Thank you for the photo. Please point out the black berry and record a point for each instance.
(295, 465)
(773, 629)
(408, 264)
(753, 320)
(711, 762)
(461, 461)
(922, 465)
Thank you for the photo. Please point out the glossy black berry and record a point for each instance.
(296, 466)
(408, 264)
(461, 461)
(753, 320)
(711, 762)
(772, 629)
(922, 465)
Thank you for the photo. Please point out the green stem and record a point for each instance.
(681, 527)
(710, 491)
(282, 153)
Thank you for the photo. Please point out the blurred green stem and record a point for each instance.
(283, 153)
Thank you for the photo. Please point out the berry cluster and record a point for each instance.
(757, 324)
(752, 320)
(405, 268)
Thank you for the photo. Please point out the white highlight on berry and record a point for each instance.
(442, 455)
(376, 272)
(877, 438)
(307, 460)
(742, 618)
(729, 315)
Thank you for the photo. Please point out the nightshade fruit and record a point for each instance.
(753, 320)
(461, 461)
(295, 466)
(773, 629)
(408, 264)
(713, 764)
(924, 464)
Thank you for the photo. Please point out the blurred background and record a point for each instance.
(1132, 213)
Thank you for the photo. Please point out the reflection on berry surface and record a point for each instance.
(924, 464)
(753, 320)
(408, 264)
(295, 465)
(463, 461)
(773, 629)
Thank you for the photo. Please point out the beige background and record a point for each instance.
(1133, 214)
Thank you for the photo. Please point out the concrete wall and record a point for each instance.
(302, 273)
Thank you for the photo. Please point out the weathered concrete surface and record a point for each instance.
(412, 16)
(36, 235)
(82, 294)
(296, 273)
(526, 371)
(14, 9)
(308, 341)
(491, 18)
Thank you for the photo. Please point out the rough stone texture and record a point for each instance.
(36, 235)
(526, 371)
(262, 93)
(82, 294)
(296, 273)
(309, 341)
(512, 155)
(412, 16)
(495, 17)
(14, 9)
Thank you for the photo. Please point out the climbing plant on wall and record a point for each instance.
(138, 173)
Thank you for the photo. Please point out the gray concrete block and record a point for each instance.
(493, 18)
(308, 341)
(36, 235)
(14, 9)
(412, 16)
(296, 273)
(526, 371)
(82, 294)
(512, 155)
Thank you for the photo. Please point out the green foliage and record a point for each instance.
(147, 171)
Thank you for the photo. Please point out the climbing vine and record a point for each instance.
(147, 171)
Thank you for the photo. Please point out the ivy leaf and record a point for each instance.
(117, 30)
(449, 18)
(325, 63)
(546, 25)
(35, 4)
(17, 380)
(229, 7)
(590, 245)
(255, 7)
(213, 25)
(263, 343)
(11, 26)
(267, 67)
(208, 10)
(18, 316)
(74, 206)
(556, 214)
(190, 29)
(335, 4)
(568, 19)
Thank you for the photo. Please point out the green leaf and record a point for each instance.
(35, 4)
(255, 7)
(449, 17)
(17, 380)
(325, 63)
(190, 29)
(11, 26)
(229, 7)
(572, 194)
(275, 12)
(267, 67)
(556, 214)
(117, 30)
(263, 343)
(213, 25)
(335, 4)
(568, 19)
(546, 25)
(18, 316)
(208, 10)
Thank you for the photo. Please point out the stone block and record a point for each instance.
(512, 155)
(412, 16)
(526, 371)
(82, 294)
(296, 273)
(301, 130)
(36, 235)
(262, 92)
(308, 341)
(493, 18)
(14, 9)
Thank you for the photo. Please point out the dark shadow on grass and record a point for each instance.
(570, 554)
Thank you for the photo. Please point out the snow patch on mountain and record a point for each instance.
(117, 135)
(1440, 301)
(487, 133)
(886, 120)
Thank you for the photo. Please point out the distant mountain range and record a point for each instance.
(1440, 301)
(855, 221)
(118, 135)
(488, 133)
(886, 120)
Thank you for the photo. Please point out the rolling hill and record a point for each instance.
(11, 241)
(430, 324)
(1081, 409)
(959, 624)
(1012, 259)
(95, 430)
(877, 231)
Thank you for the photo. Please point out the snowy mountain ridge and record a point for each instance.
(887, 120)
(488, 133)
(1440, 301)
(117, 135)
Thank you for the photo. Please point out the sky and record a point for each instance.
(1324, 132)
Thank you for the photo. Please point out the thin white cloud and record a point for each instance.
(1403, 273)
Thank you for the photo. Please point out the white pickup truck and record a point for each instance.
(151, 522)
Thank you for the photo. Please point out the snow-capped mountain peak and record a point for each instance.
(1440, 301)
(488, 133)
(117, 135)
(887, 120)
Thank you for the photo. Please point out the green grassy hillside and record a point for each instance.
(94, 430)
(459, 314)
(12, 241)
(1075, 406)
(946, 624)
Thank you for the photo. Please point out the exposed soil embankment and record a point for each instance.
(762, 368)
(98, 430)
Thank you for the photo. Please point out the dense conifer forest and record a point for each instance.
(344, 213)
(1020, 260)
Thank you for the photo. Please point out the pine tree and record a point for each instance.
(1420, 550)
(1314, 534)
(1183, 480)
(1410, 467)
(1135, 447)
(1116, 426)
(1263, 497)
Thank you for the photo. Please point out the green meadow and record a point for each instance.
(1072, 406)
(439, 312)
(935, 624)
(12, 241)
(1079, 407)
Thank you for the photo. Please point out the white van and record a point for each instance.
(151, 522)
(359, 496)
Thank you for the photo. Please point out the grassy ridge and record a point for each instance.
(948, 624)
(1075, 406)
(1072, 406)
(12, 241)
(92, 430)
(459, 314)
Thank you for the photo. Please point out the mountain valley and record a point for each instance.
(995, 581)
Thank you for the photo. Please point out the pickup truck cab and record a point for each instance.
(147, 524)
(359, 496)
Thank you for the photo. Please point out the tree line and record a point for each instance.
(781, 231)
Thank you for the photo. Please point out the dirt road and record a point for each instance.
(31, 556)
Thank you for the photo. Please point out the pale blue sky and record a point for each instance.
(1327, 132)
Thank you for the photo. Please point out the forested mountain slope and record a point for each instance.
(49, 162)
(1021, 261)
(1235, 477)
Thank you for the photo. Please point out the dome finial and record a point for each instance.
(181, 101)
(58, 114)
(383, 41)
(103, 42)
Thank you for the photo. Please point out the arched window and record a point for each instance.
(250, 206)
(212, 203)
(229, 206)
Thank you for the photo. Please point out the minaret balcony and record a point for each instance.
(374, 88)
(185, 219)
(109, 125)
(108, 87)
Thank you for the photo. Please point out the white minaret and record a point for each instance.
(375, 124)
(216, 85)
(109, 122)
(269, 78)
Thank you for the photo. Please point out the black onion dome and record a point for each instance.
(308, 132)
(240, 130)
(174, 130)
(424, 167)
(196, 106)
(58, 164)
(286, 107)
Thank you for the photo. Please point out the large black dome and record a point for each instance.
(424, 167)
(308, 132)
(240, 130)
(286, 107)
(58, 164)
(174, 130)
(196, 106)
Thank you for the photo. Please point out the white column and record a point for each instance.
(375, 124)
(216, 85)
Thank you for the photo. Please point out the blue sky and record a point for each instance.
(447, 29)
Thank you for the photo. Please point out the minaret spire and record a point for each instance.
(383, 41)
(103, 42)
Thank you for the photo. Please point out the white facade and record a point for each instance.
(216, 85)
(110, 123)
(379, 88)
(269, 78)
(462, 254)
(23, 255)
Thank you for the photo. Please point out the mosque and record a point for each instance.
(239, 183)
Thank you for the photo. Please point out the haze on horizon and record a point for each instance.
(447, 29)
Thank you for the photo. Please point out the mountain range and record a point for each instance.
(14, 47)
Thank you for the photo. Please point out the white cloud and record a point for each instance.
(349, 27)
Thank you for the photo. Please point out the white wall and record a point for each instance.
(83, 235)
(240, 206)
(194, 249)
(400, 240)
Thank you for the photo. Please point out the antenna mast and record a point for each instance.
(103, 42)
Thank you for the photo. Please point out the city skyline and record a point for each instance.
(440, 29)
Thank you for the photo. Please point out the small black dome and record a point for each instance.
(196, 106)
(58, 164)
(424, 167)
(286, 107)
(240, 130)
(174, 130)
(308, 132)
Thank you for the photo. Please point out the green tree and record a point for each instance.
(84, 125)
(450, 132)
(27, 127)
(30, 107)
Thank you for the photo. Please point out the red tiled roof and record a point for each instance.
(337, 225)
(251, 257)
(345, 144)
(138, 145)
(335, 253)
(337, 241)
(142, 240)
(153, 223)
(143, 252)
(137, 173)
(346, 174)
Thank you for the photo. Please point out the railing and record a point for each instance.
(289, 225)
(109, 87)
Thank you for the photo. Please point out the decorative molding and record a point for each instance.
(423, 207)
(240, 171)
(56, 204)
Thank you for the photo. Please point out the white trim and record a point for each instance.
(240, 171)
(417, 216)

####

* Instructions to follow *
With the line containing "Thank you for the photo. Please point out the railing" as the first and the final line of the records as the last, copy that span exactly and nothing more.

* Response for this exercise *
Thank you for the photo. Please point out the railing and record a point for each instance.
(289, 225)
(109, 87)
Thank you for the photo. Please point out the decorative molding and record a point for each instance.
(423, 207)
(240, 171)
(56, 204)
Thank you for the photo. Please point out the white trim and record a point for each instance.
(240, 171)
(417, 216)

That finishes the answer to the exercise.